## BEGIN Provided text

Therefore, there are only a few places in the Southern hemisphere which could hold winter games. I guess the needed drop for alpine downhill is the biggest problem.


----------



## Lord David (May 23, 2009)

^^^ Which is what Chile, NZ and possibly Argentina only have (NZ being very limited as Treble Cone currently only has the 800 meter vertical drop needed for Men's Downhill).


----------



## isaidso (Mar 21, 2007)

thun said:


> ^^
> More than that it's a lack of training opprtunities. There's only one way to get a world-class ski athlete: Hard training on the hill. If you don't have a hill available, you can't train. *It's quite easy, isn't it?* The only way would be to move to the mountains at a very young age, and most children won't do so. That's why, lets say, the UK doesn't have world-class skiers (though they have some world cup starters).
> 
> Actually, at the indoor disciplines, there's a really wide range of athletes from all over the world. But for the outdoor events, you'll have good athletes typically only when the sport itself is popular within the country, so that there are lots of people which practice it and there's the needed infrastructure. So we're back to the "no snow, no athletes" rule.

## END Provided text

Task to complete
From the thread on winter sports in the Southern Hemisphere, extract the passage word for word, starting at "Therefore, there are" and ending at "for Men's Downhill).".

## BEGIN Extracted records

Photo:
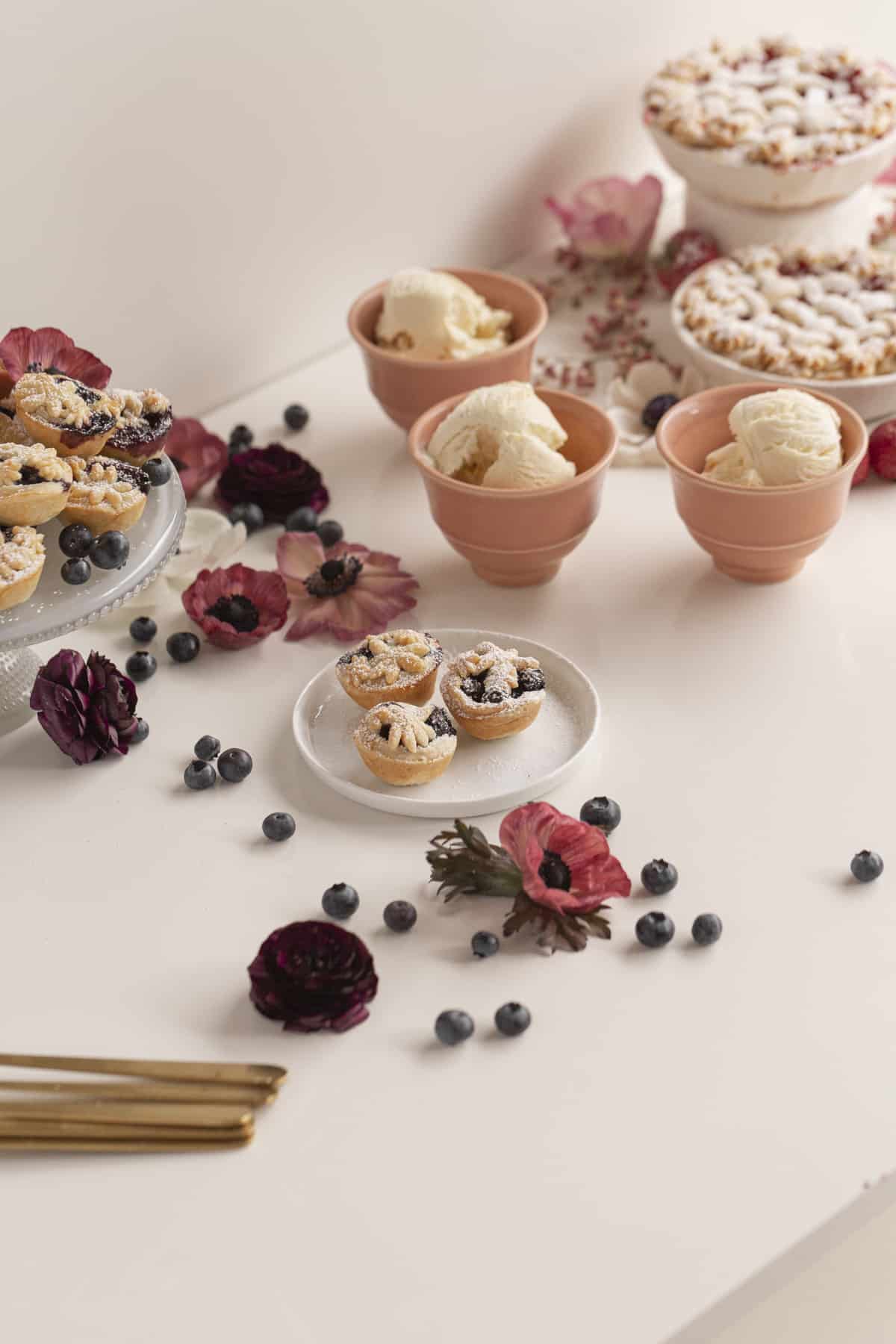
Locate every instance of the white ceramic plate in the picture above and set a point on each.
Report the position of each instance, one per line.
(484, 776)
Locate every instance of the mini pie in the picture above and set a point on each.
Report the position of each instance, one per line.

## END Extracted records

Written answer
Therefore, there are only a few places in the Southern hemisphere which could hold winter games. I guess the needed drop for alpine downhill is the biggest problem.


----------



## Lord David (May 23, 2009)

^^^ Which is what Chile, NZ and possibly Argentina only have (NZ being very limited as Treble Cone currently only has the 800 meter vertical drop needed for Men's Downhill).